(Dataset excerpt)
----

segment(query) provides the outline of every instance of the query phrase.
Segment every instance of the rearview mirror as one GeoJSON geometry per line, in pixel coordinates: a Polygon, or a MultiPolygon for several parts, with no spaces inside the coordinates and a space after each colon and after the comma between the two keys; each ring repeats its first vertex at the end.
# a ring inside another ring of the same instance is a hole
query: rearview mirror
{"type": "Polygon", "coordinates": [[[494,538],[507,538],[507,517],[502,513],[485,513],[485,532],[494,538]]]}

----

Exercise directions: Print every entry above again, character for character, with nothing changed, added, or left out.

Final result:
segment(query) provides the outline of every instance of the query phrase.
Segment every instance of the rearview mirror as one GeoJSON geometry per line, in pixel coordinates: a Polygon, or a MultiPolygon for several parts, with no spaces inside the coordinates and a space after each colon and after the comma between the two keys; each ring repeats its first vertex at the end.
# a ring inside another ring of the same instance is a hole
query: rearview mirror
{"type": "Polygon", "coordinates": [[[494,538],[507,538],[507,517],[502,513],[485,513],[485,532],[494,538]]]}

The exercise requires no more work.